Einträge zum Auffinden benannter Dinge
——————————
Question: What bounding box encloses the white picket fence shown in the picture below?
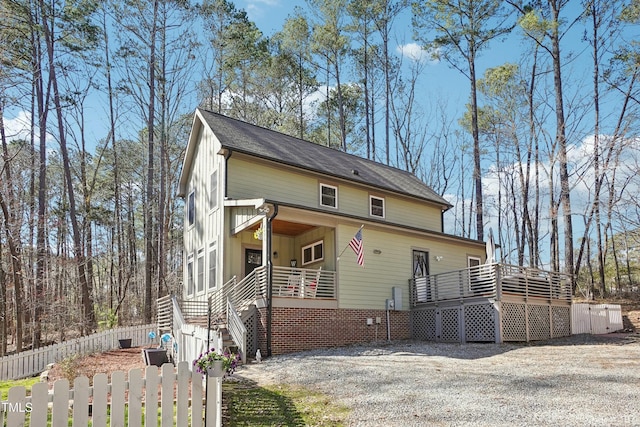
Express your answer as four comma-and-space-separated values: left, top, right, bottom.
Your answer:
0, 324, 156, 381
571, 304, 623, 335
0, 362, 222, 427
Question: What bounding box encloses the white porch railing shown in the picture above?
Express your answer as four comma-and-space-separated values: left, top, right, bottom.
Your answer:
0, 325, 156, 381
571, 304, 624, 335
409, 264, 571, 307
0, 362, 222, 427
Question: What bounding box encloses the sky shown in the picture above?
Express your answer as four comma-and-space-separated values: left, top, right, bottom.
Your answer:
5, 0, 636, 268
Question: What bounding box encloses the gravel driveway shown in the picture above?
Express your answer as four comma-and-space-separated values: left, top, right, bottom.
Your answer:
236, 335, 640, 426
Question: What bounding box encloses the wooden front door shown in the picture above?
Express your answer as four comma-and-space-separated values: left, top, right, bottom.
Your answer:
244, 248, 262, 276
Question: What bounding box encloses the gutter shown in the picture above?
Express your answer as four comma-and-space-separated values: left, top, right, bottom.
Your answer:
266, 203, 278, 357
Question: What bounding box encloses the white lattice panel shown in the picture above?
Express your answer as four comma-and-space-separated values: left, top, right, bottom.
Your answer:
464, 304, 496, 342
502, 303, 527, 341
440, 307, 460, 342
551, 307, 571, 338
412, 309, 436, 341
528, 305, 551, 341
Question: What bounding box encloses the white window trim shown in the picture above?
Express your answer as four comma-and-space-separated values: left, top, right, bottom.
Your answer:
300, 240, 324, 265
467, 255, 482, 268
187, 190, 196, 228
185, 254, 196, 295
194, 249, 207, 295
212, 242, 218, 290
369, 196, 387, 218
320, 183, 338, 209
209, 170, 220, 212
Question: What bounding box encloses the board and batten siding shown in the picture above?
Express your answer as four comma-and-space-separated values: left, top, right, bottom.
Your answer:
227, 155, 442, 231
183, 126, 224, 299
337, 225, 484, 310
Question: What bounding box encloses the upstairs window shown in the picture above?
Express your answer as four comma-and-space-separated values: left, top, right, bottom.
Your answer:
209, 171, 218, 210
198, 249, 204, 293
187, 191, 196, 225
369, 196, 384, 218
302, 240, 324, 265
187, 255, 194, 295
209, 243, 218, 289
320, 184, 338, 209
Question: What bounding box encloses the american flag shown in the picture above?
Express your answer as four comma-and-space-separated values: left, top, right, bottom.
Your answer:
349, 229, 364, 266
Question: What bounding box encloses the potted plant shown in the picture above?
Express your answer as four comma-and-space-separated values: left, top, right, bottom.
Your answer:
142, 331, 168, 366
193, 348, 241, 377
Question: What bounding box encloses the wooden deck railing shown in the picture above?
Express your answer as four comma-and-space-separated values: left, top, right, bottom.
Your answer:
409, 264, 571, 307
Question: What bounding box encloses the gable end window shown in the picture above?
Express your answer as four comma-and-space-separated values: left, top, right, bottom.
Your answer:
209, 171, 218, 210
187, 191, 196, 225
302, 240, 324, 265
320, 184, 338, 209
369, 196, 384, 218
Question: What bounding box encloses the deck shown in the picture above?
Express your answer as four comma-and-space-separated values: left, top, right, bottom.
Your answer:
409, 264, 571, 342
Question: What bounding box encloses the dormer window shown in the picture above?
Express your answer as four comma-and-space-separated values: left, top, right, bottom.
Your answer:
369, 196, 384, 218
320, 184, 338, 209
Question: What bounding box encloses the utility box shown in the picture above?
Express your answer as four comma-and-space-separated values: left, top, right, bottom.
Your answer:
390, 286, 402, 310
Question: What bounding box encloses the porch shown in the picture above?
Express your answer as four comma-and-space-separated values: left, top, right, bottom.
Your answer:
158, 266, 337, 362
409, 264, 571, 342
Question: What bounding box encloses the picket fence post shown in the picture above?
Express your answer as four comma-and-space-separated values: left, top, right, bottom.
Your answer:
0, 362, 222, 427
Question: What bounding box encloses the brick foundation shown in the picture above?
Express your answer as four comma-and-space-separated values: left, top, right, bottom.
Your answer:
258, 307, 411, 355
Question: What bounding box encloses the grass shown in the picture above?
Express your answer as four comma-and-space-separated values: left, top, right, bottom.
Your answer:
222, 382, 349, 427
0, 377, 40, 401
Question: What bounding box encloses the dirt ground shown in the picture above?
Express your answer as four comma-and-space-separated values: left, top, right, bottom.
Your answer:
43, 300, 640, 384
49, 347, 145, 384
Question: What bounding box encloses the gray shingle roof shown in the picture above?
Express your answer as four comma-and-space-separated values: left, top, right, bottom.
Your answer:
198, 109, 451, 209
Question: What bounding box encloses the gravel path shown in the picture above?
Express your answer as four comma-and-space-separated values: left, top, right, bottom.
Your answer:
234, 335, 640, 427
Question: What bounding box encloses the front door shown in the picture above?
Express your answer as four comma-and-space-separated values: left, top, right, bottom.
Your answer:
244, 248, 262, 276
413, 250, 431, 302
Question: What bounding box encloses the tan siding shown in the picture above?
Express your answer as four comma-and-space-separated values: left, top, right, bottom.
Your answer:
228, 155, 442, 231
337, 226, 484, 310
227, 156, 318, 207
184, 126, 223, 299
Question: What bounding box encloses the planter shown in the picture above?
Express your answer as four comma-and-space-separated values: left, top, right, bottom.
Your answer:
——————————
Geben Sie alle Zeilen zwischen der Zeile mit „Question: What bounding box encloses the utility“ und der Zeile mit „390, 286, 402, 310“, beide eingeschlossen, vollständig wieder und skalieren Sie dabei nur die Koordinaten in den Antworten mit dem Faktor 2,15. Runden Sie auf ganze Zahlen, wobei Werte mit ,5 aufgerundet werden, und lassen Sie alles andere unverändert.

Question: What bounding box encloses the utility box shown in the picture above?
Express your answer as four comma-and-space-separated values: left, top, right, bottom.
Your answer:
839, 615, 864, 667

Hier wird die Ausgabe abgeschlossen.